Requirements: Every line from the line containing "In this exercise you will indicate the winter" through the final line of the data is to be printed exactly; no other line is to appear.

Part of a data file
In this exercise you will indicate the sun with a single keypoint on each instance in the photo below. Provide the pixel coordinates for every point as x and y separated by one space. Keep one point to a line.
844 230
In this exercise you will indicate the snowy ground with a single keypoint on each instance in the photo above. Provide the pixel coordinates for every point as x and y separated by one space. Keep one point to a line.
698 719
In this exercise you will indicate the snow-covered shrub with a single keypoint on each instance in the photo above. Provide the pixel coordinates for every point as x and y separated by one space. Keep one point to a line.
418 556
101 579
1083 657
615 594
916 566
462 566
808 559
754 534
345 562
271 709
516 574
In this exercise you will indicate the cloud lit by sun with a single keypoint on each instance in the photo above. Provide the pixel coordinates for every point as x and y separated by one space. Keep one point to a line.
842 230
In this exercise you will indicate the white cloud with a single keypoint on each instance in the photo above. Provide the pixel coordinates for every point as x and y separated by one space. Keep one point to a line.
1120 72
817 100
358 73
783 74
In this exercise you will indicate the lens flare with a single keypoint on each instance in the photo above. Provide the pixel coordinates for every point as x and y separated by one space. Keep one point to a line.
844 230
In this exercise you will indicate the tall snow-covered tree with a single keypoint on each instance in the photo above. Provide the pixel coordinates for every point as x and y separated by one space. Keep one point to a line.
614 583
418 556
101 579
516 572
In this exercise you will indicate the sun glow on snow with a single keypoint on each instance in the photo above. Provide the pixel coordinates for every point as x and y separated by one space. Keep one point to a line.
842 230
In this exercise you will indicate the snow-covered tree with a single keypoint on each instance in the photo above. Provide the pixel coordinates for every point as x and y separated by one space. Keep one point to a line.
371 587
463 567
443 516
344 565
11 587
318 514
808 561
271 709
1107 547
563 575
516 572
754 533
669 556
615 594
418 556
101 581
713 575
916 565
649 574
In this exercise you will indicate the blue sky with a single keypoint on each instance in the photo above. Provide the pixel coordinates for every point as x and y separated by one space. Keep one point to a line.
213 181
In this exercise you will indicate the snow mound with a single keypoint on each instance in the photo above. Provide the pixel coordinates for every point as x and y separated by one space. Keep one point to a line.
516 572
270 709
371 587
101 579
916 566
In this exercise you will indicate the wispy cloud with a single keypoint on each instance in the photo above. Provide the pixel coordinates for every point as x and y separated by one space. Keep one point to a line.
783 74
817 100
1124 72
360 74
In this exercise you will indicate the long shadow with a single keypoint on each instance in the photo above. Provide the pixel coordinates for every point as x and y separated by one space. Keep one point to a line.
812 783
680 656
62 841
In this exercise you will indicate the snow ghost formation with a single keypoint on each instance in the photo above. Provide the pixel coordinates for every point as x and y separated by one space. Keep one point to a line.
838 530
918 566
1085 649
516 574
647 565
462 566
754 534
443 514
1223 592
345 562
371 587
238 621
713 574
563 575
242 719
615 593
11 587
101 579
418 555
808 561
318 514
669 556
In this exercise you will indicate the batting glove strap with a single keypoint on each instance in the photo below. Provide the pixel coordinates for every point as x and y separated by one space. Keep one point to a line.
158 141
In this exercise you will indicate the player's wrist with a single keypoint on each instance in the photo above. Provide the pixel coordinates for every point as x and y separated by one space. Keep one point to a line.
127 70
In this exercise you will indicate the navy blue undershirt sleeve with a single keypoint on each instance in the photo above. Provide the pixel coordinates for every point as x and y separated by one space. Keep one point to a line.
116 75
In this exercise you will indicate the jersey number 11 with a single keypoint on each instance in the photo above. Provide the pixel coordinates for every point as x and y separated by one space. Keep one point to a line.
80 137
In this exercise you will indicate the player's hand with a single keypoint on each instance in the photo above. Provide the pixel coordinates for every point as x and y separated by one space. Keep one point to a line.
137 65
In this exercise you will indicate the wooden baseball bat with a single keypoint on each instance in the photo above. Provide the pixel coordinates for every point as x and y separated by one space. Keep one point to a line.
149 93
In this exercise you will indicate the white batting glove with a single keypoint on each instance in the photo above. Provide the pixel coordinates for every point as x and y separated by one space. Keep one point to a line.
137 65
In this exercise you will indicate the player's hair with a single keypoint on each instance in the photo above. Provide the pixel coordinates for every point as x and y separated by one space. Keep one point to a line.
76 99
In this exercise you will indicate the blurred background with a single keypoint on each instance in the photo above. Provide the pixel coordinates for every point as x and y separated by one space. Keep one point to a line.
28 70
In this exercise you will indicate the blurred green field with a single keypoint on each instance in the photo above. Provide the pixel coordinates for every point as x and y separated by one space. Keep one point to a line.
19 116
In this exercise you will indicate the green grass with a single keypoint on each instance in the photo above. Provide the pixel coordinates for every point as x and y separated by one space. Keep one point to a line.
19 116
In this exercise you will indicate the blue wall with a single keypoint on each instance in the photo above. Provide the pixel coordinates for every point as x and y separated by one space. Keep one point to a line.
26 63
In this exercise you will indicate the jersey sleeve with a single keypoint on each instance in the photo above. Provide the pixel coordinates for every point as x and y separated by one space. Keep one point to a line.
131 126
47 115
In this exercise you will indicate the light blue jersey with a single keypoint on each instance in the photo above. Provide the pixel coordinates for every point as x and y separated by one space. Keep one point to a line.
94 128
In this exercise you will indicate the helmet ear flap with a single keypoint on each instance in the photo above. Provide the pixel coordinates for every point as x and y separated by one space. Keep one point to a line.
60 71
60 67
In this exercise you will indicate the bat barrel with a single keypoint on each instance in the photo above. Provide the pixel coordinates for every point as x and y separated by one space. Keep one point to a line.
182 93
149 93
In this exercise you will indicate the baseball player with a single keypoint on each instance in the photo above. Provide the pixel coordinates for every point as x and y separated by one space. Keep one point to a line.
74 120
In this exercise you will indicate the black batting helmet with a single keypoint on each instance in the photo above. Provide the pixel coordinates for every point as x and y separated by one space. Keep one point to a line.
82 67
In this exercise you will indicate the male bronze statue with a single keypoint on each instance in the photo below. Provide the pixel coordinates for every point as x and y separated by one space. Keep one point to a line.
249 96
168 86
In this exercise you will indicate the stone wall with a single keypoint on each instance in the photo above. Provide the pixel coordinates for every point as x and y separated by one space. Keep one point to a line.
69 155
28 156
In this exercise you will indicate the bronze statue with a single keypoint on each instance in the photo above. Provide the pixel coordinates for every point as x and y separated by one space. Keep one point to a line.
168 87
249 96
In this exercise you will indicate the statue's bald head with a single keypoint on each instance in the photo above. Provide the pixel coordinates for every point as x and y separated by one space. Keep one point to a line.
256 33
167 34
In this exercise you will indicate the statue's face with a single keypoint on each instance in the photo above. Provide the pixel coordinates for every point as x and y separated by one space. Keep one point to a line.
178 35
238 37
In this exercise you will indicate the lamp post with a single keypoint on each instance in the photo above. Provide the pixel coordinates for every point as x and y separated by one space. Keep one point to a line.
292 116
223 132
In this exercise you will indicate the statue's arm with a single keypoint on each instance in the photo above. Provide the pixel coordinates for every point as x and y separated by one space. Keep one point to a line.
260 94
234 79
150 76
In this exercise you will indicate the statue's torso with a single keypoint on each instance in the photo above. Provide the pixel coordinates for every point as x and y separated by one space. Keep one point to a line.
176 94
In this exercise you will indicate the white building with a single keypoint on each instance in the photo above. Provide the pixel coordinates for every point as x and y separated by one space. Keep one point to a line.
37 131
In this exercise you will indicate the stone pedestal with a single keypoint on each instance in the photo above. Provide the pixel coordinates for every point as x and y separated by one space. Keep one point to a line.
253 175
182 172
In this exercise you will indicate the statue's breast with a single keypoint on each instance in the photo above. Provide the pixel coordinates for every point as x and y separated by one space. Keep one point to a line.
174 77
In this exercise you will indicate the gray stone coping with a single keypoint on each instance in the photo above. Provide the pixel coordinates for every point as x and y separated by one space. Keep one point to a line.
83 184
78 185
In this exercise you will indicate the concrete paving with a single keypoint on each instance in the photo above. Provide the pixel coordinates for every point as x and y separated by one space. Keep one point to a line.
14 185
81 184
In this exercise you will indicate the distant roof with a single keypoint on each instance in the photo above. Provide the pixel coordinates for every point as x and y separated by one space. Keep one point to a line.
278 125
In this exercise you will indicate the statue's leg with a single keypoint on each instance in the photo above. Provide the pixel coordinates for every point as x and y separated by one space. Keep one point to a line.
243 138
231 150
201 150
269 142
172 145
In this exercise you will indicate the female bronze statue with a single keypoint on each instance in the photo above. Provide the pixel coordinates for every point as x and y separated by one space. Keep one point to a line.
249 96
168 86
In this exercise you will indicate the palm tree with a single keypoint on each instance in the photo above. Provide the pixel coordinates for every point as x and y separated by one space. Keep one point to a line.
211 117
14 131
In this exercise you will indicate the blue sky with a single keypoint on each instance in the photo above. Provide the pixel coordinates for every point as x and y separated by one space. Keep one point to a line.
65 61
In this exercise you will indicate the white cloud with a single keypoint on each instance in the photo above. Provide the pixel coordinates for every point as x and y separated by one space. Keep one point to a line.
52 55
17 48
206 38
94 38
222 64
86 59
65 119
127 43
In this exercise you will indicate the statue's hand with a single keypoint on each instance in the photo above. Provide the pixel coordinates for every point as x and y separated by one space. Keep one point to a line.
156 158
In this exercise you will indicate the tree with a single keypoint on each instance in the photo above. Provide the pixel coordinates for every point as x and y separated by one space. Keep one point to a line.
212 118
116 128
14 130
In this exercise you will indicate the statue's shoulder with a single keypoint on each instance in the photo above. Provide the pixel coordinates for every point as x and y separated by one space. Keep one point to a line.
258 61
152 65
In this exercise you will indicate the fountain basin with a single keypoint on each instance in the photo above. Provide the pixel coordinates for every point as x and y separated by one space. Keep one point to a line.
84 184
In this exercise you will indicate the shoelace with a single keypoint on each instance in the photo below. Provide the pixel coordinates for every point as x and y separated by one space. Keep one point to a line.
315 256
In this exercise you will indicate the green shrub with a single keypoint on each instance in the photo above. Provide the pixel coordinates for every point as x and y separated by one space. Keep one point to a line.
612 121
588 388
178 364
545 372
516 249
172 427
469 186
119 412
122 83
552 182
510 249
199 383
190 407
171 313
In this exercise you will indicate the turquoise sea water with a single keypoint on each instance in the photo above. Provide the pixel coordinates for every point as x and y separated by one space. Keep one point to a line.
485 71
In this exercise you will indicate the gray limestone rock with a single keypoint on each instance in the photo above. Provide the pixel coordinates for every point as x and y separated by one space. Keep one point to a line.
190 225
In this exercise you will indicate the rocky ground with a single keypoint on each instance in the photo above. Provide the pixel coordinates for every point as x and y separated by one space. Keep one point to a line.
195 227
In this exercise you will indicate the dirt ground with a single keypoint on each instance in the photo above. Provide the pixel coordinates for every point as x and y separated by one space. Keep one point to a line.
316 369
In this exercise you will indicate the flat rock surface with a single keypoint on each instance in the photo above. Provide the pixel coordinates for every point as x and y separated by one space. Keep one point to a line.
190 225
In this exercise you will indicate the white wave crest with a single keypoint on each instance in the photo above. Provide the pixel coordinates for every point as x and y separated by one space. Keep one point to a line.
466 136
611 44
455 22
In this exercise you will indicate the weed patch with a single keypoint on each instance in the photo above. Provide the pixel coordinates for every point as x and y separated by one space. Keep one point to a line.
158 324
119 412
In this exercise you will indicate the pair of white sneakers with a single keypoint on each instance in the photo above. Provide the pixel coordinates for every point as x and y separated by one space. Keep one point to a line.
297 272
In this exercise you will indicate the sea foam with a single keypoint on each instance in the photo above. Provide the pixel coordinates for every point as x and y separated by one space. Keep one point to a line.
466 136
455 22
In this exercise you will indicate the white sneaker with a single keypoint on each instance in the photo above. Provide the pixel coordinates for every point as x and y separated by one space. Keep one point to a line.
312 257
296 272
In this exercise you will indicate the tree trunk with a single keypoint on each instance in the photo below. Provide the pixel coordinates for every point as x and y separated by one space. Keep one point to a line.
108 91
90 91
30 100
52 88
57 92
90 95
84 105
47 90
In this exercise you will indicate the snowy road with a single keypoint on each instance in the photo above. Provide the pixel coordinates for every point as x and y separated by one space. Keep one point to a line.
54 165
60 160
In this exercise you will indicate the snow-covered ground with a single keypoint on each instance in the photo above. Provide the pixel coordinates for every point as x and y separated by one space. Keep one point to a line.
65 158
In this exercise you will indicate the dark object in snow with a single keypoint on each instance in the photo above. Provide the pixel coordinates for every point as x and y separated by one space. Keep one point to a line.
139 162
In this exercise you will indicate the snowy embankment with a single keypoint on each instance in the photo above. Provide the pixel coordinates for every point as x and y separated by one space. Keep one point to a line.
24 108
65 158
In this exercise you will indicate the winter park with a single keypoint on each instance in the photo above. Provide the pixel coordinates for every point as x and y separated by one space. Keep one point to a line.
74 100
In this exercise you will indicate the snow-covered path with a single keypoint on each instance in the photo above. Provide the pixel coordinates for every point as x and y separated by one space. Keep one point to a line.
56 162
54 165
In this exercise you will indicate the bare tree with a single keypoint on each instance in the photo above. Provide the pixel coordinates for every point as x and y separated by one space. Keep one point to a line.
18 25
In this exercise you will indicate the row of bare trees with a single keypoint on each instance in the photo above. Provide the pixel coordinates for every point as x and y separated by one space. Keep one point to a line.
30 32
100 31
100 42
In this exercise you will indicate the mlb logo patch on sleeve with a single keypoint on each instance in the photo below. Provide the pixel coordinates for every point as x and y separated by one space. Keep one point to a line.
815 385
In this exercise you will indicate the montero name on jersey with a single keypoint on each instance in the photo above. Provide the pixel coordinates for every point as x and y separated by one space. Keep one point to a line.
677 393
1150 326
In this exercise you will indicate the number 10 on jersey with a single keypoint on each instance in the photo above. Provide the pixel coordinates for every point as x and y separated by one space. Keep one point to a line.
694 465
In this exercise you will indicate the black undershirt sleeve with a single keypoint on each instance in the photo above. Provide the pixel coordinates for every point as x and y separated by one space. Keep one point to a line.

Answer to the task:
In this exercise you will indicate the winter park with a single keypoint on each instance in the photo above. Provide the pixel coordinates for every point as x and y separated by one space. Keep one point to a line.
74 100
In this exercise you will indicate the snow-covered path with a single keypoint on each instance in the photo above. Provide the pixel coordinates for every point as x and y separated by one space. Keep one point to a line.
56 162
54 165
In this exercise you will indicate the bare tree with a single keypoint on each instance in the photo above. Provide the pixel coordinates for every point as x and y separated by one space. Keep one point to a line.
18 25
In this exercise you will indicate the row of bare trees with a single keypoint on each instance in the photo above. Provide the pixel coordinates for every point as x and y separated by one space. Keep one point to a line.
30 32
100 31
100 42
In this exercise you will indicate the mlb logo patch on sleeve with a single keypoint on each instance in the photo below. Provide the pixel coordinates for every point as x and y separated by one space. Keep one point to a line.
815 385
In this exercise you will indicate the montero name on jersey with a single keypoint on each instance in the photo above. Provide the pixel coordinates for every point as x and y separated by one space. Keep one point to a line.
677 393
1150 326
In this exercise you will indicate the number 10 on jersey with a single keypoint on each instance in the photo above. Provide the pixel coordinates for every point as x and y separated by one space. Keep one point to a line.
694 465
In this exercise you will indicate the black undershirt sleeve with a single keypoint on each instance in the photo above. Provide the pixel coordinates for every point as x and y separated by one space. Keep one point to a line.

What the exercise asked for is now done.